PROBLEM | Copy the items from the line containing "the cascade, one" through the last of the items, swapping "cascade" for "waterfall" and leaving everything else unchanged.

(Pointing and labeling entries)
——————

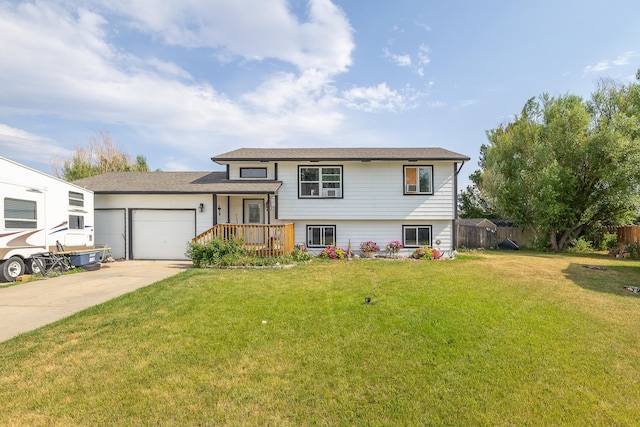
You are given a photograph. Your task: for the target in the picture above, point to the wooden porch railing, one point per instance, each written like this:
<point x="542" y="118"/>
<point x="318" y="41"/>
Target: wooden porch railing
<point x="266" y="240"/>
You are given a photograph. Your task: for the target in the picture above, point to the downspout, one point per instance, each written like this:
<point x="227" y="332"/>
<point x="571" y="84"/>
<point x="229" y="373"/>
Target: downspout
<point x="214" y="201"/>
<point x="268" y="209"/>
<point x="454" y="233"/>
<point x="228" y="210"/>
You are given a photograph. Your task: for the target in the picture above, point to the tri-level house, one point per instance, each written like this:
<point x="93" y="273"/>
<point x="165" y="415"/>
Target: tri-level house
<point x="277" y="199"/>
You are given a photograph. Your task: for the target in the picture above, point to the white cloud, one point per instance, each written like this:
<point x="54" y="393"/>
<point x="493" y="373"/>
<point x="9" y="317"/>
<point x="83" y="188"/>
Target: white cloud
<point x="64" y="64"/>
<point x="399" y="60"/>
<point x="600" y="66"/>
<point x="405" y="60"/>
<point x="21" y="145"/>
<point x="467" y="102"/>
<point x="606" y="64"/>
<point x="378" y="98"/>
<point x="423" y="58"/>
<point x="251" y="29"/>
<point x="70" y="60"/>
<point x="625" y="58"/>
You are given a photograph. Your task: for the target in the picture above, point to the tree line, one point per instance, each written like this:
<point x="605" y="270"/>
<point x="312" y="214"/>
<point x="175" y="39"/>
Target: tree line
<point x="563" y="165"/>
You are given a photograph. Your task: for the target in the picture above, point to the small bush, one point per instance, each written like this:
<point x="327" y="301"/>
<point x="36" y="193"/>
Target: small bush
<point x="580" y="245"/>
<point x="331" y="252"/>
<point x="609" y="241"/>
<point x="301" y="256"/>
<point x="426" y="253"/>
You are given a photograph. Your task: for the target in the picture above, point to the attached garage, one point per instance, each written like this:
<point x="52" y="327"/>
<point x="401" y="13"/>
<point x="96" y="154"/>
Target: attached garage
<point x="161" y="233"/>
<point x="110" y="230"/>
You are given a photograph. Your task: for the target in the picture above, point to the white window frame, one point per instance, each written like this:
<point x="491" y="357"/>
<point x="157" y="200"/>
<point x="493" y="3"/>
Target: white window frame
<point x="415" y="188"/>
<point x="15" y="218"/>
<point x="415" y="243"/>
<point x="322" y="234"/>
<point x="246" y="172"/>
<point x="76" y="199"/>
<point x="327" y="189"/>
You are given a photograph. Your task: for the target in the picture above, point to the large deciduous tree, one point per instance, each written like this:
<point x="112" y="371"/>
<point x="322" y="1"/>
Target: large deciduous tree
<point x="565" y="164"/>
<point x="99" y="156"/>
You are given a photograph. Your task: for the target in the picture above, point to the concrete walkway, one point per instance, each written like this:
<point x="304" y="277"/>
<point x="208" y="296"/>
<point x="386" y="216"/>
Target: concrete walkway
<point x="28" y="306"/>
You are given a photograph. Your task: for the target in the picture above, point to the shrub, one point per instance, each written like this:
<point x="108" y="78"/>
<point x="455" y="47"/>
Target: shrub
<point x="426" y="253"/>
<point x="301" y="256"/>
<point x="331" y="252"/>
<point x="217" y="252"/>
<point x="369" y="246"/>
<point x="609" y="241"/>
<point x="580" y="245"/>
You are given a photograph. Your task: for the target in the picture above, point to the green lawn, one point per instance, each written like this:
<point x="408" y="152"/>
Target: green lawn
<point x="489" y="339"/>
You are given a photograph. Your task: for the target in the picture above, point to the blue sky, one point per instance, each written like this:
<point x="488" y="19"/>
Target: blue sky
<point x="180" y="81"/>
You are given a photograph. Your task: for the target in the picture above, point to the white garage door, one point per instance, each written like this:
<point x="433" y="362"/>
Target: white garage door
<point x="161" y="234"/>
<point x="109" y="229"/>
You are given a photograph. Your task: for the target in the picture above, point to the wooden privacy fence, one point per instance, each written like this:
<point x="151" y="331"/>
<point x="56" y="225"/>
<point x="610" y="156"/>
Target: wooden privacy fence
<point x="472" y="237"/>
<point x="266" y="240"/>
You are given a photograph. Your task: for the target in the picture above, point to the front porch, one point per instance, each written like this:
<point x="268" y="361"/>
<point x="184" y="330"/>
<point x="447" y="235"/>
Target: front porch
<point x="266" y="240"/>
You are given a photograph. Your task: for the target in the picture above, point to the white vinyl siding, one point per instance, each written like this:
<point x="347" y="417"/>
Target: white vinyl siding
<point x="321" y="235"/>
<point x="414" y="236"/>
<point x="161" y="234"/>
<point x="76" y="222"/>
<point x="111" y="229"/>
<point x="418" y="180"/>
<point x="371" y="191"/>
<point x="76" y="199"/>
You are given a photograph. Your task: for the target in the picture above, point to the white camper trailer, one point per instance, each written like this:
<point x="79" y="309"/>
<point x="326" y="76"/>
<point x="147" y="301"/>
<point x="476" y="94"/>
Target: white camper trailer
<point x="38" y="213"/>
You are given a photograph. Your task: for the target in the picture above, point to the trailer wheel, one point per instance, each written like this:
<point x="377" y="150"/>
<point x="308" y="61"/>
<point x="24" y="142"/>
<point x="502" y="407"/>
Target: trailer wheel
<point x="31" y="266"/>
<point x="92" y="267"/>
<point x="12" y="268"/>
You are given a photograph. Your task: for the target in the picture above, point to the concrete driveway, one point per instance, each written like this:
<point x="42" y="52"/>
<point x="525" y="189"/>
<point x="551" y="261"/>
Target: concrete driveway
<point x="27" y="306"/>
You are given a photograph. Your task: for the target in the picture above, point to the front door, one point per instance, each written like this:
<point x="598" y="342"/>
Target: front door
<point x="254" y="211"/>
<point x="254" y="215"/>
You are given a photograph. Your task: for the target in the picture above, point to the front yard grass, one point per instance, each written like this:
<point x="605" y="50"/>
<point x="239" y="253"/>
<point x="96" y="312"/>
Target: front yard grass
<point x="488" y="339"/>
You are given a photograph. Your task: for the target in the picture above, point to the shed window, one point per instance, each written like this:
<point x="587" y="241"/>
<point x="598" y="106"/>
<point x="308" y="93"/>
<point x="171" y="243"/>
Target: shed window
<point x="76" y="199"/>
<point x="76" y="222"/>
<point x="416" y="235"/>
<point x="321" y="235"/>
<point x="418" y="180"/>
<point x="20" y="213"/>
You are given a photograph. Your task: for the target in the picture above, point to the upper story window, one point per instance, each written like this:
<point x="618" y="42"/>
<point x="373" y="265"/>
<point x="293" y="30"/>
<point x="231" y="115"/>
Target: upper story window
<point x="320" y="181"/>
<point x="414" y="236"/>
<point x="253" y="172"/>
<point x="20" y="213"/>
<point x="418" y="180"/>
<point x="321" y="235"/>
<point x="76" y="199"/>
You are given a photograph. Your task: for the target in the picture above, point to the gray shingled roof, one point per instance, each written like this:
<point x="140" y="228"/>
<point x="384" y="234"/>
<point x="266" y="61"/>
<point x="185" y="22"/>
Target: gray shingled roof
<point x="316" y="154"/>
<point x="172" y="182"/>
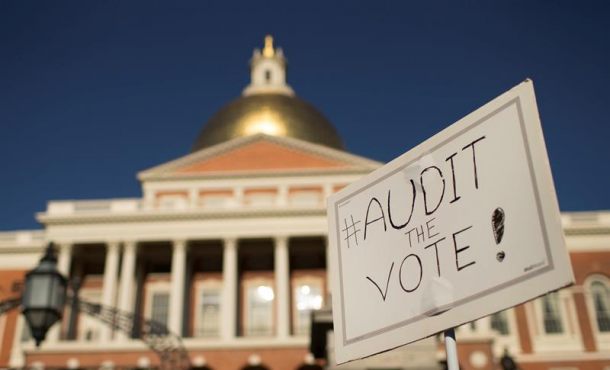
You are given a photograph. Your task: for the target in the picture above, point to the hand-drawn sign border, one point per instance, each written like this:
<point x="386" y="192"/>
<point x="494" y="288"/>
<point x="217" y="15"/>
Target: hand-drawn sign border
<point x="533" y="273"/>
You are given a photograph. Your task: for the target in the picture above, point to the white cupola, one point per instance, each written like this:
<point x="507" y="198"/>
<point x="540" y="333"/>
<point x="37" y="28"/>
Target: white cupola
<point x="268" y="71"/>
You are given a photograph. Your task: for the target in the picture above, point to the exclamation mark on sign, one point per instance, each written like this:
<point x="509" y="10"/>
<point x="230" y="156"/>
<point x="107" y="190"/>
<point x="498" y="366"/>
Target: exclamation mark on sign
<point x="497" y="225"/>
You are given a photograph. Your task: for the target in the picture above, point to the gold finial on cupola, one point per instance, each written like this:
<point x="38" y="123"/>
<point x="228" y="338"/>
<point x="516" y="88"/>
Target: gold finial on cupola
<point x="268" y="50"/>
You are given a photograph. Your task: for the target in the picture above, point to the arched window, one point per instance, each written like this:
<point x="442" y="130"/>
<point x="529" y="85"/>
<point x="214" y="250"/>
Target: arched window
<point x="600" y="297"/>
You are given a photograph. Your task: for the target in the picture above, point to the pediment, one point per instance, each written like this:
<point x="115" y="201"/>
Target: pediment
<point x="260" y="154"/>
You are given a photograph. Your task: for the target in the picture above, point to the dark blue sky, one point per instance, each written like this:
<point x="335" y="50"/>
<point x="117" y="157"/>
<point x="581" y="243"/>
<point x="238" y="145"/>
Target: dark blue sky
<point x="92" y="92"/>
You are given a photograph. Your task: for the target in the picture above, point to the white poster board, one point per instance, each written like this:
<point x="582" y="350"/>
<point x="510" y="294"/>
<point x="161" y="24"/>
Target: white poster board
<point x="464" y="225"/>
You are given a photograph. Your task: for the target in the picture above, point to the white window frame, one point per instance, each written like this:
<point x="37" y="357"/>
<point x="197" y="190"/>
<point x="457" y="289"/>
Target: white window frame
<point x="86" y="322"/>
<point x="569" y="339"/>
<point x="302" y="280"/>
<point x="510" y="340"/>
<point x="200" y="286"/>
<point x="247" y="284"/>
<point x="602" y="339"/>
<point x="153" y="288"/>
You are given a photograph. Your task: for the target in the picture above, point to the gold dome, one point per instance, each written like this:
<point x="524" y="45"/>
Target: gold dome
<point x="271" y="114"/>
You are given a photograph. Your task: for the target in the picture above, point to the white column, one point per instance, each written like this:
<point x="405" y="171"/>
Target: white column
<point x="238" y="194"/>
<point x="126" y="284"/>
<point x="193" y="197"/>
<point x="329" y="276"/>
<point x="328" y="191"/>
<point x="64" y="260"/>
<point x="282" y="196"/>
<point x="484" y="326"/>
<point x="229" y="289"/>
<point x="111" y="268"/>
<point x="282" y="286"/>
<point x="176" y="295"/>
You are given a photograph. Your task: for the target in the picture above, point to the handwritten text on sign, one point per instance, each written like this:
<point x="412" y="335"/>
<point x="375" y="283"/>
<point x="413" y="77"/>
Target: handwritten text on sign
<point x="420" y="242"/>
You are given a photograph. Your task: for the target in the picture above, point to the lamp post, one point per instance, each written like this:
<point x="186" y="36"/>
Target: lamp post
<point x="44" y="295"/>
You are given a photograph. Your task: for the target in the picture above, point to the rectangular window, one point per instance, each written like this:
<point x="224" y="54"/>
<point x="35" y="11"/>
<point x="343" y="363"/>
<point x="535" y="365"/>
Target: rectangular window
<point x="601" y="304"/>
<point x="551" y="314"/>
<point x="499" y="322"/>
<point x="208" y="315"/>
<point x="259" y="310"/>
<point x="307" y="297"/>
<point x="160" y="307"/>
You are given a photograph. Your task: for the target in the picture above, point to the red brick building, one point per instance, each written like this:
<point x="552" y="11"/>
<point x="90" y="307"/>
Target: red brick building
<point x="227" y="247"/>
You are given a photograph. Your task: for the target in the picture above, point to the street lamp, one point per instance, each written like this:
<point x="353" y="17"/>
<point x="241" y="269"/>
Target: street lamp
<point x="44" y="296"/>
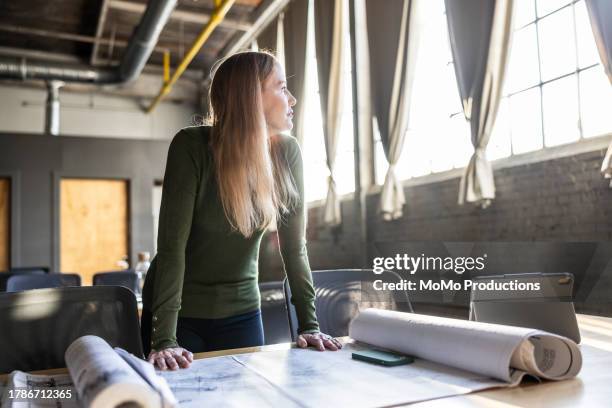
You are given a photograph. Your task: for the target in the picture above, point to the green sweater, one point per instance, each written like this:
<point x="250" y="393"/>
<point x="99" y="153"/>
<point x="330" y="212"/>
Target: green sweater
<point x="203" y="268"/>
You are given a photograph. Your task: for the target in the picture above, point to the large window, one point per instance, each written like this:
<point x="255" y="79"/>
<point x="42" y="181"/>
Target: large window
<point x="555" y="91"/>
<point x="315" y="167"/>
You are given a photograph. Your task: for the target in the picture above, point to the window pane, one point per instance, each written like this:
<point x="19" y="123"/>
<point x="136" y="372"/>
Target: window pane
<point x="499" y="144"/>
<point x="560" y="105"/>
<point x="526" y="121"/>
<point x="524" y="12"/>
<point x="418" y="157"/>
<point x="587" y="49"/>
<point x="548" y="6"/>
<point x="345" y="172"/>
<point x="380" y="163"/>
<point x="595" y="102"/>
<point x="315" y="181"/>
<point x="523" y="68"/>
<point x="460" y="144"/>
<point x="557" y="46"/>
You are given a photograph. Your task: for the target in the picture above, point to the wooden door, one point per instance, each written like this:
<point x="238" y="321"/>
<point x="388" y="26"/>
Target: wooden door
<point x="5" y="223"/>
<point x="93" y="226"/>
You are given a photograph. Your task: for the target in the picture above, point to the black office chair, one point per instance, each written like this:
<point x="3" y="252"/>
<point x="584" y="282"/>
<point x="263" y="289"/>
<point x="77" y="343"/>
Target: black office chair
<point x="5" y="276"/>
<point x="39" y="325"/>
<point x="28" y="269"/>
<point x="342" y="293"/>
<point x="53" y="280"/>
<point x="274" y="313"/>
<point x="126" y="278"/>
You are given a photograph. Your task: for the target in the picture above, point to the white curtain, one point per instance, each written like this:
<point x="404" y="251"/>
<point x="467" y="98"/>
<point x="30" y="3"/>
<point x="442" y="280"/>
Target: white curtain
<point x="480" y="32"/>
<point x="393" y="36"/>
<point x="329" y="29"/>
<point x="600" y="14"/>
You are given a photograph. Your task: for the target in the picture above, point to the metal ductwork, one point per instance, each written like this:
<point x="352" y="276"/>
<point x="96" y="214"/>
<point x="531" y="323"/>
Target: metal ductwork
<point x="139" y="49"/>
<point x="52" y="108"/>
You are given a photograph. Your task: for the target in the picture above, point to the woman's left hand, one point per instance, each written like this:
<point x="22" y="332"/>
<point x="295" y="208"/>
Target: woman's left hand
<point x="320" y="341"/>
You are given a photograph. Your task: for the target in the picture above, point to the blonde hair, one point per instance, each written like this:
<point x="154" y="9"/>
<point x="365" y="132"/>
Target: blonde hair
<point x="253" y="177"/>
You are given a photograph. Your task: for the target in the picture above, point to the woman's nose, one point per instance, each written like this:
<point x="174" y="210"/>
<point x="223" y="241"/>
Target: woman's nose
<point x="292" y="100"/>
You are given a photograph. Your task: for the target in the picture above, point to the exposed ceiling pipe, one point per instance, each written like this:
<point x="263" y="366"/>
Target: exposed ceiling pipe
<point x="221" y="9"/>
<point x="52" y="108"/>
<point x="140" y="47"/>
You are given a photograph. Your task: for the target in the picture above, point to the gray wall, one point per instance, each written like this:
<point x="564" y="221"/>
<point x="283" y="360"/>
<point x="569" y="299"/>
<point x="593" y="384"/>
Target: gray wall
<point x="92" y="114"/>
<point x="36" y="163"/>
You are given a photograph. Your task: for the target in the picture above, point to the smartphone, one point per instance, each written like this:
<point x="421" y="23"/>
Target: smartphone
<point x="384" y="358"/>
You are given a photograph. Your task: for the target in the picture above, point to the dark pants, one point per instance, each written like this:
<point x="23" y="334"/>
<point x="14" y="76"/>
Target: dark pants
<point x="199" y="335"/>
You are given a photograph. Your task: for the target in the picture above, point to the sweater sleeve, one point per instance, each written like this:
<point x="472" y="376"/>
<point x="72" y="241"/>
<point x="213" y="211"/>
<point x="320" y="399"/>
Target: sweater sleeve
<point x="291" y="234"/>
<point x="176" y="212"/>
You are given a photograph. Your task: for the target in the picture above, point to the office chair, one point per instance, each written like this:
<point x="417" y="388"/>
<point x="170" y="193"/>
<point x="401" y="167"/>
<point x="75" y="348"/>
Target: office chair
<point x="126" y="278"/>
<point x="5" y="276"/>
<point x="274" y="313"/>
<point x="39" y="325"/>
<point x="53" y="280"/>
<point x="342" y="293"/>
<point x="28" y="269"/>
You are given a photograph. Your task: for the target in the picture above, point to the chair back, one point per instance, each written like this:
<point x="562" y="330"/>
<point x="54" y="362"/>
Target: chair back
<point x="274" y="313"/>
<point x="29" y="269"/>
<point x="39" y="325"/>
<point x="341" y="293"/>
<point x="5" y="276"/>
<point x="53" y="280"/>
<point x="126" y="278"/>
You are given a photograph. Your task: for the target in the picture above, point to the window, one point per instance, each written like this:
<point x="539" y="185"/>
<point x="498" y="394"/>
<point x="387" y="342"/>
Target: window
<point x="438" y="137"/>
<point x="315" y="167"/>
<point x="555" y="91"/>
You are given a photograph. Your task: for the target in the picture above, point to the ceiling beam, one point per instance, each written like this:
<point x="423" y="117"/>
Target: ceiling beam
<point x="93" y="60"/>
<point x="68" y="36"/>
<point x="186" y="16"/>
<point x="266" y="12"/>
<point x="39" y="55"/>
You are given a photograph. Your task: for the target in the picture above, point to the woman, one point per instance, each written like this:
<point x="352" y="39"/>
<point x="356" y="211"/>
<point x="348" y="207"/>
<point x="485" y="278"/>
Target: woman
<point x="224" y="184"/>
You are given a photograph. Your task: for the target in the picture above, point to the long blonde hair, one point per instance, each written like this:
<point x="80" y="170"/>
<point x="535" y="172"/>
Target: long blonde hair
<point x="253" y="176"/>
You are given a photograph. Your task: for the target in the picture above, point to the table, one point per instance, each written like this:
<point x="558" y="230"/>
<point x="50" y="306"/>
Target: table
<point x="592" y="387"/>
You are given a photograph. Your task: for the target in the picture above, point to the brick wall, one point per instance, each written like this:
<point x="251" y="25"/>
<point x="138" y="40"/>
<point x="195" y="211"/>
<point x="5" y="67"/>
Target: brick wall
<point x="561" y="200"/>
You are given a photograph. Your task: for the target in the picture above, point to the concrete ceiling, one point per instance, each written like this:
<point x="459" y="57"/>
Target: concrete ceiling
<point x="95" y="32"/>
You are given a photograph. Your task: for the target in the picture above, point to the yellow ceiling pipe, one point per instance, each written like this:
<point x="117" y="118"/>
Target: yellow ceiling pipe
<point x="221" y="9"/>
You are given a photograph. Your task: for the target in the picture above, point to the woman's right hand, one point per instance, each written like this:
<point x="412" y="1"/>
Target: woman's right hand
<point x="170" y="358"/>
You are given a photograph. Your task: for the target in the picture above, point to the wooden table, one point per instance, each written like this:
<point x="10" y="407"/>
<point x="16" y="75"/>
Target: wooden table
<point x="592" y="387"/>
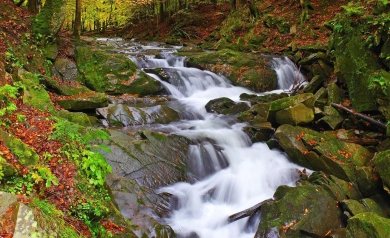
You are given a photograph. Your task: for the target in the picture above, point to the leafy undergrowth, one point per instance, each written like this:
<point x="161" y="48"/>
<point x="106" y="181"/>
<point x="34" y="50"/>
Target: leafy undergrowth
<point x="69" y="174"/>
<point x="193" y="24"/>
<point x="51" y="164"/>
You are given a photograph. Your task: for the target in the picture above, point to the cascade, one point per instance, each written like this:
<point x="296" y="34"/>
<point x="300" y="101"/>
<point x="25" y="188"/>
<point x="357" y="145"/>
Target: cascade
<point x="229" y="173"/>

——————

EXPECTED ANSWER |
You are given a photograph. Your task: for the target in the picture above, point to the waterfall, one point per instance, each written like this:
<point x="296" y="34"/>
<point x="300" y="101"/>
<point x="25" y="188"/>
<point x="357" y="145"/>
Target: waterfall
<point x="229" y="173"/>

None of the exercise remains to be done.